[Text section]:
###
Hello!
This summer, I had the chance to contribute to DeepChem through the Google Summer of Code program.
Links:
Link to Proposal: https://summerofcode.withgoogle.com/programs/2025/projects/y70fgXcU
Link to weekly updates thread: GSOC 2025 Project: Integrating Single Cell RNA-seq modeling for Cell Type Identification into Deepchem
My Github: https://github.com/Harindhar10
My LinkedIn: https://www.linkedin.com/in/harindhar-adithya-34864421b/
Preface:
My project focused on integrating single-cell RNA-sequencing data modeling into DeepChem. Specifically, I set out to incorporate the ACTINN model (Automated Cell Type Identification using Neural Networks). In hindsight, this was quite ambitious given the constraints and conventions of contributing to an open-source library. The original goal was to add the model directly to the codebase, but this proved challenging since DeepChem lacked the necessary infrastructure for loading (dataloader class) and storing (dataset class) such data. As a result, the project goal shifted toward providing support through tutorials instead.
Deepchem offers a few tutorials for working with scRNA-seq data (with libraries Scanpy and scVI), but these are independent tutorials that are not connected to the DeepChem ecosystem. My contributions were aimed at analysing scRNA-seq data using Deepchem.
PR 1:
This PR is a tutorial that introduces scRNA-seq data to beginners and implements, trains, and evaluates the ACTINN model using DeepChem.
Challenges and Learnings:
In ACTINN’s original implementation, feature selection was performed using both the training and test sets, which risked information leakage from the test set. To avoid this, the DeepChem implementation carried out feature selection exclusively on the training set and then used the corresponding feature IDs (gene names) to subset the selected features from the test set.
###
[Information provided]:
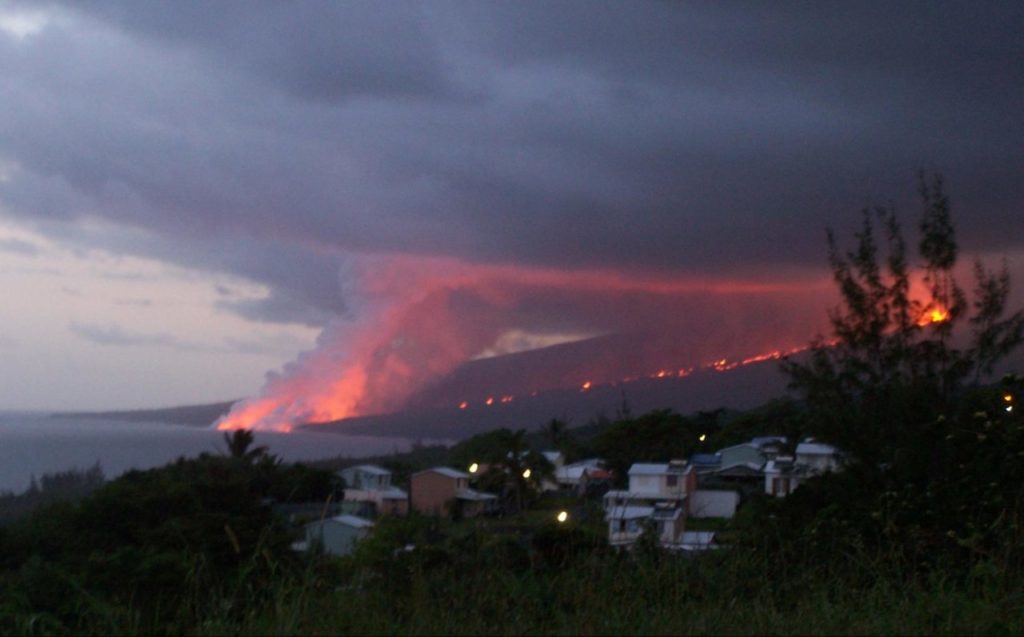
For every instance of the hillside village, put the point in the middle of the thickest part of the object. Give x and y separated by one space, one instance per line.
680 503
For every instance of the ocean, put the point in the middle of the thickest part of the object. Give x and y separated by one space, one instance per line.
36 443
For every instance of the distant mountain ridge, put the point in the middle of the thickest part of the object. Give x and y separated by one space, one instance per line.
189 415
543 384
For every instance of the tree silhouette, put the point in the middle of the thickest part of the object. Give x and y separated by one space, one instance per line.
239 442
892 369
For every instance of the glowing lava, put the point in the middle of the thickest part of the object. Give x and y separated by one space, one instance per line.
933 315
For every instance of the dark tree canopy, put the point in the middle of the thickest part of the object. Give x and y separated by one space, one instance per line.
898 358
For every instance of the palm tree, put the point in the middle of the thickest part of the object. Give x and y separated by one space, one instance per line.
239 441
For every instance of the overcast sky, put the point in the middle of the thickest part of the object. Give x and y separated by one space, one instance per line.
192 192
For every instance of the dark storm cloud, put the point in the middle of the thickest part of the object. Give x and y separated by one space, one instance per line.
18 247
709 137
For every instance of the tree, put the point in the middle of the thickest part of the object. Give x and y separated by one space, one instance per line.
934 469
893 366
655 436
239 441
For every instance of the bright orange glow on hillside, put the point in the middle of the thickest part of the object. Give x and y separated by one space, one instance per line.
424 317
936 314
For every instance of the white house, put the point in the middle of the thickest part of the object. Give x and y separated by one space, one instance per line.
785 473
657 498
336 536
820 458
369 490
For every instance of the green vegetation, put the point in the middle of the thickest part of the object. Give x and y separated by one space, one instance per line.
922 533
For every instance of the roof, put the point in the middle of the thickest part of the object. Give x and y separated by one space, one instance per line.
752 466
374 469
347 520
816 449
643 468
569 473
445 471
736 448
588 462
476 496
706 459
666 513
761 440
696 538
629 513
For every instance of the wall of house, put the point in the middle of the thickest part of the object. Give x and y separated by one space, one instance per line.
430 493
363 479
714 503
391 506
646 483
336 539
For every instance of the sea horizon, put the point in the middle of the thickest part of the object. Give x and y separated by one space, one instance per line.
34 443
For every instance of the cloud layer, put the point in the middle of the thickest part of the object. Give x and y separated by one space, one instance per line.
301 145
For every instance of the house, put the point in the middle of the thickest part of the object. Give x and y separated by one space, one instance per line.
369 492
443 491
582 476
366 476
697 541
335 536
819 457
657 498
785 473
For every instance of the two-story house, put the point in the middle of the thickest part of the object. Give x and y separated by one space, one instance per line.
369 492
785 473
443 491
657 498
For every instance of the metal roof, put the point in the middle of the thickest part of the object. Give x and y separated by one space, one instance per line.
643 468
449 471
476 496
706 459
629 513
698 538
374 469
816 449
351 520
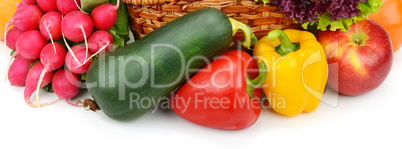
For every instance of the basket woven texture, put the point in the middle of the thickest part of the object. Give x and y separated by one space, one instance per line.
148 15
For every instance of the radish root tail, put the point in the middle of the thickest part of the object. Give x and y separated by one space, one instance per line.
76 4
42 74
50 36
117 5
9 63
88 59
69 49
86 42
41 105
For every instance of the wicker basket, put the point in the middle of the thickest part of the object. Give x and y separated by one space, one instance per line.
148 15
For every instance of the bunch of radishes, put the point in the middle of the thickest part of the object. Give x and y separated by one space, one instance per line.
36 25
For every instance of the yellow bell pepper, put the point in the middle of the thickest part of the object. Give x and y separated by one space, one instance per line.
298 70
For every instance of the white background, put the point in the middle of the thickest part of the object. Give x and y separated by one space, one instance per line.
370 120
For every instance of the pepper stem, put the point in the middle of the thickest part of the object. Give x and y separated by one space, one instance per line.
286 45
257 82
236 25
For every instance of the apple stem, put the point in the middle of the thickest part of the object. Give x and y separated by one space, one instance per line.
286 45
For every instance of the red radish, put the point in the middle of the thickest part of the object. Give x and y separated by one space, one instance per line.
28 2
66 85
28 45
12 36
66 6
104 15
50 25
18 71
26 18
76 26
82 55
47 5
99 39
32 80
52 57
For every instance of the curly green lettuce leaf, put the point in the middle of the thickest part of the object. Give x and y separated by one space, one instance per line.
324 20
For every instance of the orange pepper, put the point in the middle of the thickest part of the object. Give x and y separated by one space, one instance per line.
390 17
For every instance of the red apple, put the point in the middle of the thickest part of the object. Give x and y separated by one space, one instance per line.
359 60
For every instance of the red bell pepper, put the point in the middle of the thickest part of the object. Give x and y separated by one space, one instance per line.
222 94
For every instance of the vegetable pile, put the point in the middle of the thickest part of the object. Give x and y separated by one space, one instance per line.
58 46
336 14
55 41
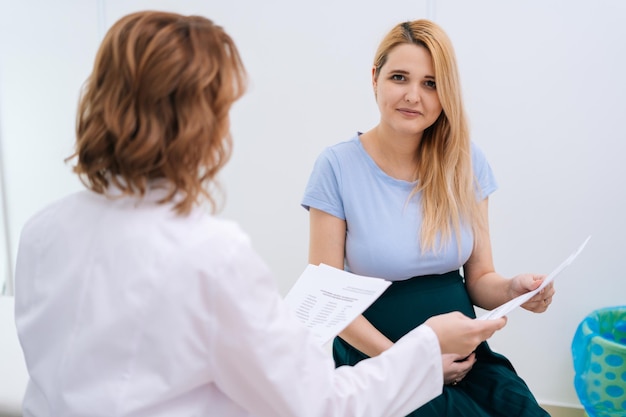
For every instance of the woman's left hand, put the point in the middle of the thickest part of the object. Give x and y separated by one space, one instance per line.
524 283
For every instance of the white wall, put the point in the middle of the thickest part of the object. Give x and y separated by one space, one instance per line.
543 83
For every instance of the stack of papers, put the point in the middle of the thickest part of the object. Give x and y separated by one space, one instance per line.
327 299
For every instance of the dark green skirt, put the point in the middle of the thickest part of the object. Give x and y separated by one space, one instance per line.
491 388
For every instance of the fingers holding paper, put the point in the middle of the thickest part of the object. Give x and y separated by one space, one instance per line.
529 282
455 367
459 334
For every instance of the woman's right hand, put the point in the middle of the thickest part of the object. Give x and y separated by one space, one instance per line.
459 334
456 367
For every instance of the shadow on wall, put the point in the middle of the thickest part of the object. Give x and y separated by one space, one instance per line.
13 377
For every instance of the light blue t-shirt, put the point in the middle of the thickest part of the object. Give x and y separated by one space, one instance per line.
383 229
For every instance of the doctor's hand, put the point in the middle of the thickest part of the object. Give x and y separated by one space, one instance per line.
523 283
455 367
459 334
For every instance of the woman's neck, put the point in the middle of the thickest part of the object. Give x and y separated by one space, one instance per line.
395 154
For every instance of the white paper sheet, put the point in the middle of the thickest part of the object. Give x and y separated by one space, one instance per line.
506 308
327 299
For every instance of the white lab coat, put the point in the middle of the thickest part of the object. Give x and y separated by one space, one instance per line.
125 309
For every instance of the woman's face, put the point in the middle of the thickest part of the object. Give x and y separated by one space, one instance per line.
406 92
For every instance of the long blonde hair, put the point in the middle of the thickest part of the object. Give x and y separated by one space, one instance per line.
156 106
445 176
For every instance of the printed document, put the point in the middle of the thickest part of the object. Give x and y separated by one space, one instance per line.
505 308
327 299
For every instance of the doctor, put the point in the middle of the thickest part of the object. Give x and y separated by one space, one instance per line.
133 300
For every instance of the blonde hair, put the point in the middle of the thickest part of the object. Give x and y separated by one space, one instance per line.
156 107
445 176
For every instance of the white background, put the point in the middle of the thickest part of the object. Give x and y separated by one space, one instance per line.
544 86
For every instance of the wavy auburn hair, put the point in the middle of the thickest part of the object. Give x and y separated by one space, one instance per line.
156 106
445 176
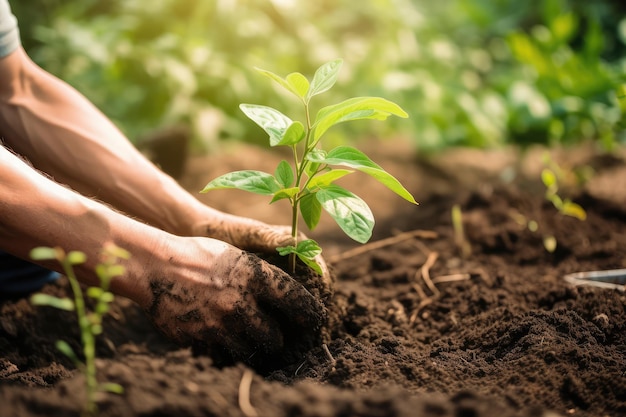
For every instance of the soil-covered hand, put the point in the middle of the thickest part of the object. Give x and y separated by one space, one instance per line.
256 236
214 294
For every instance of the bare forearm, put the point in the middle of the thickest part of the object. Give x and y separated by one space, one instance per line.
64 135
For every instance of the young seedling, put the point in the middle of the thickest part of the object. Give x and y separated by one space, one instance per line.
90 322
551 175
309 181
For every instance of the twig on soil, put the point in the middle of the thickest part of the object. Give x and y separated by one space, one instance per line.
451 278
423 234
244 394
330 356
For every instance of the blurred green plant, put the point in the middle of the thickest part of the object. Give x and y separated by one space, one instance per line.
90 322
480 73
###
[Task to complete]:
List every web address (URL) written out in full in the DeepChem scRNA-seq project write-up. The data comes from a separate source unrelated to the text.

[Expected answer]:
https://summerofcode.withgoogle.com/programs/2025/projects/y70fgXcU
https://github.com/Harindhar10
https://www.linkedin.com/in/harindhar-adithya-34864421b/